● **Selected excerpt**
##############################
L14 Tables 1

Data Visualization (STAT 302)

Author

Bud Green

Published

May 22, 2024

Overview

The goal of this lab is to explore static tables using the grammar of tables from the gt and gtExtras package.

The gt() function creates a gt table object when provided with table data. Using this function is the first step in a typical gt workflow. Once we have the gt table object, we can perform styling transformations by adding on column, formatting, tab styling, and summary layers.

A few helpful links to provide more information about the gt package: gt rstudio and intro to gt

Posit (formally RStudio) hosts an annual table competition! Check out some past winning tables: 2021 2022

Dataset

We will be using the pizzaplace dataset included in the gt package, the house_prices, stream_data, and team_logo dataset which should be located in your /data subdirectory. Each dataset will require a bit of data wrangling provided in their respective exercise code chunk.
##############################
● **Stored data**
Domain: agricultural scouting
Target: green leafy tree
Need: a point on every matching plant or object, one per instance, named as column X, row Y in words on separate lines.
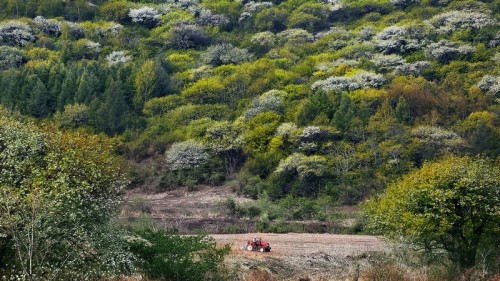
##############################
● **The task**
Carry the gt tables lab overview forward from its final sentence. The material has no connection to the gt tables lab overview.

● **Output**
# load package(s)
library(tidyverse)
library(gt)
library(gtExtras)

# load data
# exists w/ gt library - data() puts it into environment
data("pizzaplace")
# load paces and stores rda file in environment
load("data/house_prices.rda")
# reads data, the arrow stores it in environment
stream_data <- read_csv("data/stream_data.csv", show_col_types = FALSE) |> 
  janitor::clean_names()
# similar to csv
team_logo <- read_rds("data/team_logo.rds") |> 
  janitor::clean_names()

Exercise 1

Use the pizza_summary dataset created below to recreate the following graphic as precisely as possible. We will work through this exercise together to provide a high level overview of a few of the ways you can layer on table elements to make a simple but visually appealing table.

Hints:

  • md(): Interpret input text as Markdown-formatted text
Code
# data wrangling
pizza_summary <- pizzaplace |> 
  filter(type %in% c("classic", "chicken")) |> 
  group_by(name, type) |> 
  summarize(
    number_sold = n(),
    profit = sum(price)
    ) |> 
  ungroup()
Solution
Code
# build table
pizza_summary |> 
  gt(
    rowname_col = "name",
    groupname_col = "type"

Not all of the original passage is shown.